··· Supplied data ···

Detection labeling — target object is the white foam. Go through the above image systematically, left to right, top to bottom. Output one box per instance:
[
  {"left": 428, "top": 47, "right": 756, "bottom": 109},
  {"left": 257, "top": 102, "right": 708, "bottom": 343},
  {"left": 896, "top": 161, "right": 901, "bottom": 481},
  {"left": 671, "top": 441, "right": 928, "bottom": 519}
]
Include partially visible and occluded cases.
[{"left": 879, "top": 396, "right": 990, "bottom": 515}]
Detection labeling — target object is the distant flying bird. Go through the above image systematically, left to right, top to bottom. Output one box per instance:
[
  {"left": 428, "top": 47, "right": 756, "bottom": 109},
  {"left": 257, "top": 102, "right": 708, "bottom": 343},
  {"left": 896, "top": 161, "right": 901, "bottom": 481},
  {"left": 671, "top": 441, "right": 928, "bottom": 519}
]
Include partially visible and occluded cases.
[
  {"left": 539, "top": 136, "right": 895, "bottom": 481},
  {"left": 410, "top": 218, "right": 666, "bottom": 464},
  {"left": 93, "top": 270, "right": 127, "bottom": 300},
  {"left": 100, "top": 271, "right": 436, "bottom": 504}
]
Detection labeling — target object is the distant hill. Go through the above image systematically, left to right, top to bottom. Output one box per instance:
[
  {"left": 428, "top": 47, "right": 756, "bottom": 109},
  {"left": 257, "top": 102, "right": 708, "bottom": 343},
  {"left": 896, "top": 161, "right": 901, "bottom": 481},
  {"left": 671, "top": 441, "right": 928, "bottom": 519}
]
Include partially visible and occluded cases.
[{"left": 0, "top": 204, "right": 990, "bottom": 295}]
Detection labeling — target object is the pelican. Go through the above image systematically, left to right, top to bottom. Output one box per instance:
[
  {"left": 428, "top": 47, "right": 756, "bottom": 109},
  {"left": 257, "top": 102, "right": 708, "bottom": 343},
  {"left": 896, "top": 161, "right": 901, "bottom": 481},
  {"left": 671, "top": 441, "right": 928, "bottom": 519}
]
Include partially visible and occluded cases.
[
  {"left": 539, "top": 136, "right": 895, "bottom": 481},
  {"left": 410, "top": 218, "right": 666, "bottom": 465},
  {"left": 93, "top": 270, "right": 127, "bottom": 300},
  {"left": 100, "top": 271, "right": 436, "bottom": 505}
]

···

◆ **The problem**
Return all of the entries above verbatim, reproducing every line without any change.

◆ **Finished answer**
Detection labeling — target object is the white foam. Go through the above image systematically, left to right, top to bottom. Output one box per instance:
[
  {"left": 428, "top": 47, "right": 756, "bottom": 109},
  {"left": 257, "top": 102, "right": 708, "bottom": 343},
  {"left": 896, "top": 161, "right": 901, "bottom": 481},
  {"left": 671, "top": 441, "right": 928, "bottom": 519}
]
Include partially visible and occluded cases.
[{"left": 879, "top": 396, "right": 990, "bottom": 515}]
Detection labeling — target object is the distant flying bird. Go through the above image systematically, left to right, top to bottom. Output one box per instance:
[
  {"left": 428, "top": 47, "right": 756, "bottom": 109},
  {"left": 257, "top": 102, "right": 708, "bottom": 343},
  {"left": 896, "top": 161, "right": 901, "bottom": 481},
  {"left": 671, "top": 441, "right": 928, "bottom": 519}
]
Include partially visible and occluded cases.
[
  {"left": 539, "top": 136, "right": 895, "bottom": 481},
  {"left": 410, "top": 218, "right": 666, "bottom": 464},
  {"left": 93, "top": 270, "right": 127, "bottom": 300},
  {"left": 100, "top": 271, "right": 436, "bottom": 504}
]
Detection labeling — target object is the distant hill. Go through the above image systematically, left to right, top to bottom. Output one box per instance:
[
  {"left": 428, "top": 47, "right": 756, "bottom": 109},
  {"left": 257, "top": 102, "right": 708, "bottom": 343},
  {"left": 896, "top": 161, "right": 901, "bottom": 481},
  {"left": 671, "top": 441, "right": 928, "bottom": 519}
]
Include partially visible and occluded cases.
[{"left": 0, "top": 204, "right": 990, "bottom": 295}]
Detection labeling — target object is the pelican. Go through the above image systematically, left to right, top to bottom. Output one box per instance:
[
  {"left": 428, "top": 47, "right": 756, "bottom": 109},
  {"left": 257, "top": 102, "right": 708, "bottom": 343},
  {"left": 896, "top": 161, "right": 901, "bottom": 481},
  {"left": 671, "top": 441, "right": 928, "bottom": 519}
]
Include partially visible and occluded cases.
[
  {"left": 539, "top": 136, "right": 895, "bottom": 481},
  {"left": 410, "top": 218, "right": 666, "bottom": 465},
  {"left": 93, "top": 270, "right": 127, "bottom": 300},
  {"left": 100, "top": 271, "right": 436, "bottom": 505}
]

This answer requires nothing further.